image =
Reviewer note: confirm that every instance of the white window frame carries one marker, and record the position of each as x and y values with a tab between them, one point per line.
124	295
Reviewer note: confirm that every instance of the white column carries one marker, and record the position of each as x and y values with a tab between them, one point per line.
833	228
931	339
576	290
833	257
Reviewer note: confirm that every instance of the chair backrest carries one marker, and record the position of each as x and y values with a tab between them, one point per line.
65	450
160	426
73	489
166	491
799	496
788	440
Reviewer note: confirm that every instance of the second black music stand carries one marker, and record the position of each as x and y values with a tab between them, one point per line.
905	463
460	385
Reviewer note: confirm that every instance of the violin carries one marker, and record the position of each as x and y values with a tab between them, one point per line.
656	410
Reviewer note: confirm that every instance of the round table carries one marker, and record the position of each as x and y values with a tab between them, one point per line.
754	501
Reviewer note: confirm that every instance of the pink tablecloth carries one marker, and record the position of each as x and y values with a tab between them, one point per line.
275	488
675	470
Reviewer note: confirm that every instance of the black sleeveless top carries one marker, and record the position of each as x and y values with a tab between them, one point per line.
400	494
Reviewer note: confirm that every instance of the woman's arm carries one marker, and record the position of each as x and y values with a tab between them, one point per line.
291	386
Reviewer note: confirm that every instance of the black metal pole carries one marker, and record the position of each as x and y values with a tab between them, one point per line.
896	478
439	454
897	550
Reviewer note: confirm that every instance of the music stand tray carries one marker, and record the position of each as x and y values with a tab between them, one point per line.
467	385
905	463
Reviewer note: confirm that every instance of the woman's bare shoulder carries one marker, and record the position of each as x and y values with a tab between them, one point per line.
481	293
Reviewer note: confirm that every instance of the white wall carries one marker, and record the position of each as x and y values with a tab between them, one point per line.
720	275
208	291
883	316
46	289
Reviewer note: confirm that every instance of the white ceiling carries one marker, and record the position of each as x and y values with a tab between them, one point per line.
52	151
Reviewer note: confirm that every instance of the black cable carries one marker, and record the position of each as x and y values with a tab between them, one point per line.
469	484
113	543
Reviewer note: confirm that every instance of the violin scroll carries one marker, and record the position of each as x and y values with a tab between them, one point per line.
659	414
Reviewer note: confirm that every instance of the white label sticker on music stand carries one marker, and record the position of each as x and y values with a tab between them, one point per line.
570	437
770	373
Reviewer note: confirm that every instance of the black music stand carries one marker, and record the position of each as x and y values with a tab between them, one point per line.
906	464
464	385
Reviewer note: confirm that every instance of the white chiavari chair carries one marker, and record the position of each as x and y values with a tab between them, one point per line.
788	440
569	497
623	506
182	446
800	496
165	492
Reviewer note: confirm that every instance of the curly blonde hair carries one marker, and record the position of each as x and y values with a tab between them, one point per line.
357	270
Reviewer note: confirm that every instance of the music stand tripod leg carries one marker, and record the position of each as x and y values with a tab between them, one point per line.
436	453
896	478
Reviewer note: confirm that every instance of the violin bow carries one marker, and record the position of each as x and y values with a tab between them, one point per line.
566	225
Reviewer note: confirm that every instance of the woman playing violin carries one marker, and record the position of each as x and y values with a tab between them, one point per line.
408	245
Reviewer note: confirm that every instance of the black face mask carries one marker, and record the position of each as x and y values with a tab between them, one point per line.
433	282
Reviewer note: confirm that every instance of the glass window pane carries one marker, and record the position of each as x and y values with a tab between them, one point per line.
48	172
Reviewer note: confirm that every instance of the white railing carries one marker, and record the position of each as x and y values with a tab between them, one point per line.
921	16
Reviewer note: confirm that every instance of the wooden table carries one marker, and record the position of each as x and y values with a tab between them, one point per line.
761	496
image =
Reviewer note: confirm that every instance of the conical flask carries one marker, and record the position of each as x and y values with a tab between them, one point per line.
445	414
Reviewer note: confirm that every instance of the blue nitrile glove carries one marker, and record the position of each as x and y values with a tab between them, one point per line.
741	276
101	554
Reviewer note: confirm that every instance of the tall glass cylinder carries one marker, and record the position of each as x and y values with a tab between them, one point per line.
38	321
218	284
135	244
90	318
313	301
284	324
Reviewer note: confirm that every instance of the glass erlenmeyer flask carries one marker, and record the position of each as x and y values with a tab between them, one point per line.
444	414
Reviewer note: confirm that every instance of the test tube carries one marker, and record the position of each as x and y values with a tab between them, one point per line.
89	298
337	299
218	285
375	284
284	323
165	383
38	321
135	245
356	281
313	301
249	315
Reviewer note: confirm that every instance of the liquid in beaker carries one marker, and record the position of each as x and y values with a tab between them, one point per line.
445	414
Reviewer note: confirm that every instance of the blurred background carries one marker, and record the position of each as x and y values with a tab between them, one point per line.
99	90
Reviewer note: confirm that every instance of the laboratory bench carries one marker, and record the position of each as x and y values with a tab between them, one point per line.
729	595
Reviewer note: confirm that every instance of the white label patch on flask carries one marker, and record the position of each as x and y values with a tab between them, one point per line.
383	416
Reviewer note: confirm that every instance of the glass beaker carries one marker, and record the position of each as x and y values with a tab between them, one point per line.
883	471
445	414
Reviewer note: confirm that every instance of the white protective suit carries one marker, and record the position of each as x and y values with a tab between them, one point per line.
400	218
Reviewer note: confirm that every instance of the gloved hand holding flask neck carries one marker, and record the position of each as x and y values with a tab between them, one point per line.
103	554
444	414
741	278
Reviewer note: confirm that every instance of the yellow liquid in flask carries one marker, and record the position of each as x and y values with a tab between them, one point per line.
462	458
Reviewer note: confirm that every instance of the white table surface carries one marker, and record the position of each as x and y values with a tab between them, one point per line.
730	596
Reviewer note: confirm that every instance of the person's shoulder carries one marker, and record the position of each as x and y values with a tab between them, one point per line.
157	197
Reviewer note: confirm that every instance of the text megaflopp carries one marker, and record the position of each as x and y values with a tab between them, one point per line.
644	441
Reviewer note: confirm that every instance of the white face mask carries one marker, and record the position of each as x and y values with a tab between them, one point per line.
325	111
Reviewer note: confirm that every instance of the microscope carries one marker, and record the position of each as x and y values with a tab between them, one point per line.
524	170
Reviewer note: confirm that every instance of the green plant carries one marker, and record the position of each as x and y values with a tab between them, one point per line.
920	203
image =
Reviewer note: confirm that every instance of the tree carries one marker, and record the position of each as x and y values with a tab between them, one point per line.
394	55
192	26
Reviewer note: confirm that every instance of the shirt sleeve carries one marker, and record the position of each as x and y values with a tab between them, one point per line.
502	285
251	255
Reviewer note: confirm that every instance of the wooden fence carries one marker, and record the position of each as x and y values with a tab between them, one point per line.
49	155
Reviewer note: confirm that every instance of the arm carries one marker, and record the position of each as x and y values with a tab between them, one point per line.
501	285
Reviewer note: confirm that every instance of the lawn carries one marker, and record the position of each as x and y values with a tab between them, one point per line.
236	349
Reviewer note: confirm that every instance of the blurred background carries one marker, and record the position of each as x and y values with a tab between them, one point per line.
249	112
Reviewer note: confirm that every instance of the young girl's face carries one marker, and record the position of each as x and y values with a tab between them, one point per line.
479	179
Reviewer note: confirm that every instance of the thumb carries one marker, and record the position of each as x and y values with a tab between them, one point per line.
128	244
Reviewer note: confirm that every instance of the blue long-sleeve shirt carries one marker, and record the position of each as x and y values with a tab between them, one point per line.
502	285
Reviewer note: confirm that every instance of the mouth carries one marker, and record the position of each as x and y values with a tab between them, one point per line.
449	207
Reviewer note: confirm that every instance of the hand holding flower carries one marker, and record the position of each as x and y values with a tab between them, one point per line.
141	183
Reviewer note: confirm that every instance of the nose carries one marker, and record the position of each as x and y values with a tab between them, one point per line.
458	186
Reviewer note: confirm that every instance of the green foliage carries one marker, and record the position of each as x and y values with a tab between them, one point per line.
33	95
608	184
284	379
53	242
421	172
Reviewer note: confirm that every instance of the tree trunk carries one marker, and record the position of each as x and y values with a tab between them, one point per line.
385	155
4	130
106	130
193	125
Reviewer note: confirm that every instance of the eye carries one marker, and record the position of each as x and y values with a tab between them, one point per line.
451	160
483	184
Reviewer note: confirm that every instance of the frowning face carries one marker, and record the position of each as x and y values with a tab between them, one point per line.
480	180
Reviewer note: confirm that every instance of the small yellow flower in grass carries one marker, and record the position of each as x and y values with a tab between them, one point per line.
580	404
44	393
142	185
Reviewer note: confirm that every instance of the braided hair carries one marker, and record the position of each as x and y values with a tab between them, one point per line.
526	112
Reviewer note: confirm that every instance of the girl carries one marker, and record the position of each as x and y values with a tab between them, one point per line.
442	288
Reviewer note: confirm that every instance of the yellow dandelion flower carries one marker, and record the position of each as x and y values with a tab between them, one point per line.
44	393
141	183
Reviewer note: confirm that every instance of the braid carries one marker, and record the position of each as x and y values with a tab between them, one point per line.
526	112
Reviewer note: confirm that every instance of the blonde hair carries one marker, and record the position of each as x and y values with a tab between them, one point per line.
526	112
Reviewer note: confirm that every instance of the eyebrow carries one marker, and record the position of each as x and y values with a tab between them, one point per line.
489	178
◆ ◆ ◆ ◆ ◆
- _What to work on_: The answer must consist of the lines from the one with "Reviewer note: confirm that every instance of the braid carries" through the final line of the entries above, exactly as they are, and nothing else.

- _Answer section_:
Reviewer note: confirm that every instance of the braid carries one marker, and record the position of each as x and y values with a tab between them, one point per line.
526	112
Reviewer note: confirm that every instance of the blonde hair carries one marker, and record the position of each as x and y values with a tab between them, one point per line.
526	112
Reviewer note: confirm that every instance of the eyebrow carries one marker, and record the position of each as x and y values with a tab between them, one point per line.
489	178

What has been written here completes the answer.